**What is needed:** Write out the passage from the idiopathic retinal vasculitis abstract below that begins at the words "Purpose: : To" and stops after "a systemic disease.", copying it word for word.

Purpose: : To describe the clinical characteristics and diagnostic approach in 7 cases of idiopathic retinal vasculitis followed at our center between March 2004 and October 2011. The hypothesis is that only few laboratory tests ought to be performed in order to discard a vasculitis secondary to a systemic disease.

Methods: : We retrospectively analyzed the records of 7 patients with the idiopathic retinal vasculitis. All of them underwent slit lamp biomicroscopy, fundus examination, fluorescein retinal angiography, and optic coherence tomography of the macula. A physical examination by an internal medicine specialist and also a total blood count, erythrocyte sedimentation rate and chest roentgenogram was performed in all of the patients. Furthermore 6 of 7 patients (87%) were tested for the presence of anti-nuclear (ANA) and anti-tisular antibodies in the blood plasma. In 57% of the cases the quantiFERON-TB test and tuberculin sensitivity test was performed. 42% of the patients were checked for the presence of anti-Treponema Pallidum antibodies in the blood plasma.

**Entries provided:**
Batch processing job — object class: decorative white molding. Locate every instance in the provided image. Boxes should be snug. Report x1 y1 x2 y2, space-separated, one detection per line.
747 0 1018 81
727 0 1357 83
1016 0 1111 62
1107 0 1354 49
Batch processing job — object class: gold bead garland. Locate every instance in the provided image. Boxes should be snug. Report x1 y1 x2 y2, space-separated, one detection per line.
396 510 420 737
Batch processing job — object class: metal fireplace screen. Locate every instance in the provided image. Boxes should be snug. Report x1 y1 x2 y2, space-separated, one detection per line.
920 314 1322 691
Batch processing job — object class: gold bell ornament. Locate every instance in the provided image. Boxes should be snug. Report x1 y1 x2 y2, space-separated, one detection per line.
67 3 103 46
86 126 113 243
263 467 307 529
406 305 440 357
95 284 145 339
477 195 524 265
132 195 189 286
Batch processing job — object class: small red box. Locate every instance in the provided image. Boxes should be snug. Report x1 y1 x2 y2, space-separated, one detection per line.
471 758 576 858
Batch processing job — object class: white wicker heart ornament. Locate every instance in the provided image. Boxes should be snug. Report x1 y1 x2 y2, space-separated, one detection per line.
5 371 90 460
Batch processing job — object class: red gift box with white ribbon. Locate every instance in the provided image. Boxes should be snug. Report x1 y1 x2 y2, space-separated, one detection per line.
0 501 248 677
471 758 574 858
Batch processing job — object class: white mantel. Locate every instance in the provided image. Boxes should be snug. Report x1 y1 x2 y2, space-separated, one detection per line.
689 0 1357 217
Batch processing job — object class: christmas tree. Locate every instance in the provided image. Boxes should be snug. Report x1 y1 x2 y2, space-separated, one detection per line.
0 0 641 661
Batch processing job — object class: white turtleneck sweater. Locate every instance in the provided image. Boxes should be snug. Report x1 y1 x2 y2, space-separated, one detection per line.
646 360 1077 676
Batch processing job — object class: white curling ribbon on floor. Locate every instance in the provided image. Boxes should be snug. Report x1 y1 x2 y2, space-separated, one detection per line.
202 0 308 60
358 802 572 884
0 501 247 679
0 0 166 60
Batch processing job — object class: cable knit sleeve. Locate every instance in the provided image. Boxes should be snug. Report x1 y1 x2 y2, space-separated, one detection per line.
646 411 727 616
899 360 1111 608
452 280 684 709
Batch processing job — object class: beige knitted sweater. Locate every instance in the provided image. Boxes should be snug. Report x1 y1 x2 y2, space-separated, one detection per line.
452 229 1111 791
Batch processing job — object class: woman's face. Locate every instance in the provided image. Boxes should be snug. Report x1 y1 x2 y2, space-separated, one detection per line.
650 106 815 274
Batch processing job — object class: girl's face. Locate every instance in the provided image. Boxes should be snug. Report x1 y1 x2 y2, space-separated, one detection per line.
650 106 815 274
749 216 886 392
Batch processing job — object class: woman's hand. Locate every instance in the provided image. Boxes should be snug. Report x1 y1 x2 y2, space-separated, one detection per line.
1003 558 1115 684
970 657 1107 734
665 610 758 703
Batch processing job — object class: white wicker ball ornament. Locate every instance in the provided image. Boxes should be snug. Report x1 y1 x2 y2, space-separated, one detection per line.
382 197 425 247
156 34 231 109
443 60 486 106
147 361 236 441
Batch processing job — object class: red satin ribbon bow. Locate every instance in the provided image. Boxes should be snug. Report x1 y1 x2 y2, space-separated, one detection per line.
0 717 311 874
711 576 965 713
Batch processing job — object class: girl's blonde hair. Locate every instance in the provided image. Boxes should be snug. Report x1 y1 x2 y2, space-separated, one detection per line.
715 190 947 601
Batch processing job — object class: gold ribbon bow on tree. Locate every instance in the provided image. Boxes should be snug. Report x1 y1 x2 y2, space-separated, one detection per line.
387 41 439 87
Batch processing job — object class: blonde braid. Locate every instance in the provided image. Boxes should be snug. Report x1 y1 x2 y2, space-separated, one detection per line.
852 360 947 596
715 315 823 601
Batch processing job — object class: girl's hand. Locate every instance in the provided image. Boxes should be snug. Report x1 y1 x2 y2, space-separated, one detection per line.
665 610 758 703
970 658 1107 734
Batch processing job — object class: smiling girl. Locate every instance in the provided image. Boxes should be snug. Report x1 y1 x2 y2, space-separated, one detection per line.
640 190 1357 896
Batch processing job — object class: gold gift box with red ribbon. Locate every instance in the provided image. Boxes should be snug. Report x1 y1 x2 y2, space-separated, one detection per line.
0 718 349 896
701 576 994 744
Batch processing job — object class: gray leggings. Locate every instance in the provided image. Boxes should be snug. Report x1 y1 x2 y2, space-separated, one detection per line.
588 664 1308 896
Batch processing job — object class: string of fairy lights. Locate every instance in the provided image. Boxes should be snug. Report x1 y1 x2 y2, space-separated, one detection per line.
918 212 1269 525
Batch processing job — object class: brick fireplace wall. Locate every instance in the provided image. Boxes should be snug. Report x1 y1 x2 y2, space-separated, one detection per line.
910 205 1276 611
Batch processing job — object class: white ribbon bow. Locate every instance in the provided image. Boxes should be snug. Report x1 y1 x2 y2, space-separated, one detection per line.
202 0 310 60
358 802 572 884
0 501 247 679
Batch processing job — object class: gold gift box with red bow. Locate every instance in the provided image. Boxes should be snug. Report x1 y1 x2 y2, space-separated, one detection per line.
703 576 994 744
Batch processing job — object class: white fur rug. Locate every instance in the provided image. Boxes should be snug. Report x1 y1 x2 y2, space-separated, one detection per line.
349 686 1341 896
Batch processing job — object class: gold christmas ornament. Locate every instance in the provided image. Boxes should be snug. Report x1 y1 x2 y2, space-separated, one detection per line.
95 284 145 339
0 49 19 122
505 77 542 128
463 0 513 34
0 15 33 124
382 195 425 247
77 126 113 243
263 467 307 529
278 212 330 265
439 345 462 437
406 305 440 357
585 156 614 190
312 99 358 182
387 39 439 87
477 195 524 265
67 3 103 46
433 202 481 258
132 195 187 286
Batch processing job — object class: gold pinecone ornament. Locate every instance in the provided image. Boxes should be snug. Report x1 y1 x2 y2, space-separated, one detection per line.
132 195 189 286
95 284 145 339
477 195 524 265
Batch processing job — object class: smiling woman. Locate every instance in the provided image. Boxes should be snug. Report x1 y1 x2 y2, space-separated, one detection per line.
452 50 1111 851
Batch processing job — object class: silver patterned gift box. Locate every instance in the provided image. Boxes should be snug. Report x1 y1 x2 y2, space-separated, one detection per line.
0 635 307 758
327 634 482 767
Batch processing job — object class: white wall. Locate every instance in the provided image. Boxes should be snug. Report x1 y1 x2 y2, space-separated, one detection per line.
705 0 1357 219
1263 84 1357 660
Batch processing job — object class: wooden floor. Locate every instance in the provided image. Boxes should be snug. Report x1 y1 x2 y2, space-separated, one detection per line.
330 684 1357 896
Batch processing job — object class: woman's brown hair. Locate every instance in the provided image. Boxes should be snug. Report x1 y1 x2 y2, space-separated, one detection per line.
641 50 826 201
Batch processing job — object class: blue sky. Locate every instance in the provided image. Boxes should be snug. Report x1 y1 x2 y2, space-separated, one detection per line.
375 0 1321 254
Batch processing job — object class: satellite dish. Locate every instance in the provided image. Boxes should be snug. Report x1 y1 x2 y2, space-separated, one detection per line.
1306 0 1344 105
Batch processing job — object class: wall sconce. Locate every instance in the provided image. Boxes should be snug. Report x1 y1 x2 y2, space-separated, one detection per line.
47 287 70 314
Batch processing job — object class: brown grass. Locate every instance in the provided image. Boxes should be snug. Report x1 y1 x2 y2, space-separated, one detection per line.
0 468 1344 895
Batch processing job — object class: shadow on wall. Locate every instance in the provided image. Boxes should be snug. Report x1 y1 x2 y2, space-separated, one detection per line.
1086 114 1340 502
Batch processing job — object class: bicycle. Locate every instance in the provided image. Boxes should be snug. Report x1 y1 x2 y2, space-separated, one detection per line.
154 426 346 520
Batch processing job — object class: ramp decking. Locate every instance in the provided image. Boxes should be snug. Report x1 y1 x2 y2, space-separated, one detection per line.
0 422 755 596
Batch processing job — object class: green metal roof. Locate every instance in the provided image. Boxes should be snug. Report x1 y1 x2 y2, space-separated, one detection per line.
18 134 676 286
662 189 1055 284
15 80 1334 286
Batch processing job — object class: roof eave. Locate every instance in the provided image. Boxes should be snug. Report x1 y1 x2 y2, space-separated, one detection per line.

**Solved exercise:**
Purpose: : To describe the clinical characteristics and diagnostic approach in 7 cases of idiopathic retinal vasculitis followed at our center between March 2004 and October 2011. The hypothesis is that only few laboratory tests ought to be performed in order to discard a vasculitis secondary to a systemic disease.